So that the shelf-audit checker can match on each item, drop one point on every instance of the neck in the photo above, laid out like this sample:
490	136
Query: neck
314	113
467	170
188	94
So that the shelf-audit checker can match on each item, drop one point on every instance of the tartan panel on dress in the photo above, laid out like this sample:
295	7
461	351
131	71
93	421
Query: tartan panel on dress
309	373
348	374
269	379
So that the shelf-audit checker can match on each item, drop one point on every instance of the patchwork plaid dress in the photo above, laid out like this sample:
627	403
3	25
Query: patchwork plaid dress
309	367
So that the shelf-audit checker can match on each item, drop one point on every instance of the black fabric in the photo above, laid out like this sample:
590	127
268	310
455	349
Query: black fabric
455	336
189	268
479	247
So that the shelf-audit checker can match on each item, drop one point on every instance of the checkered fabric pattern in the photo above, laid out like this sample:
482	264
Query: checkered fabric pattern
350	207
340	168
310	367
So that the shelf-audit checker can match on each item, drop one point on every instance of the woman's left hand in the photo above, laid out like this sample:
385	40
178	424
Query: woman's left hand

===============

AIM OF THE TASK. Transcribe word for word the lines from the one holding "of the tartan" to the last line of the listing above, inclusive.

RESPONSE.
So that the shelf-audit checker can match on each item, drop one point on every instance of the tartan panel on dress in the photo above, laid out like this sample:
295	7
461	351
131	71
93	421
Query: tartan panel on dress
309	373
348	374
269	379
So that the shelf-audit checker can match on each item, drop one point on every instance of the patchwork plaid dress in the photo above, laid out like this sample:
627	403
3	25
Query: patchwork plaid dress
309	367
So that the shelf-audit checker can match on each item, drop one point on every instance of the black fabric in the photo above, laid out like this sample:
590	127
268	310
455	349
Query: black fabric
455	336
189	268
479	247
So that the shelf-audit checker can match on each item, drop one point on every instance of the checkered fabric pattern in the photo above, laid out like this sample:
482	264
Query: checkered fabric pattern
350	207
340	168
310	367
So that the shelf-audit checker can match on each item, drop one point on every instance of the woman's left hand in the photo above, laid out like this sample:
385	40
178	424
Query: woman's left hand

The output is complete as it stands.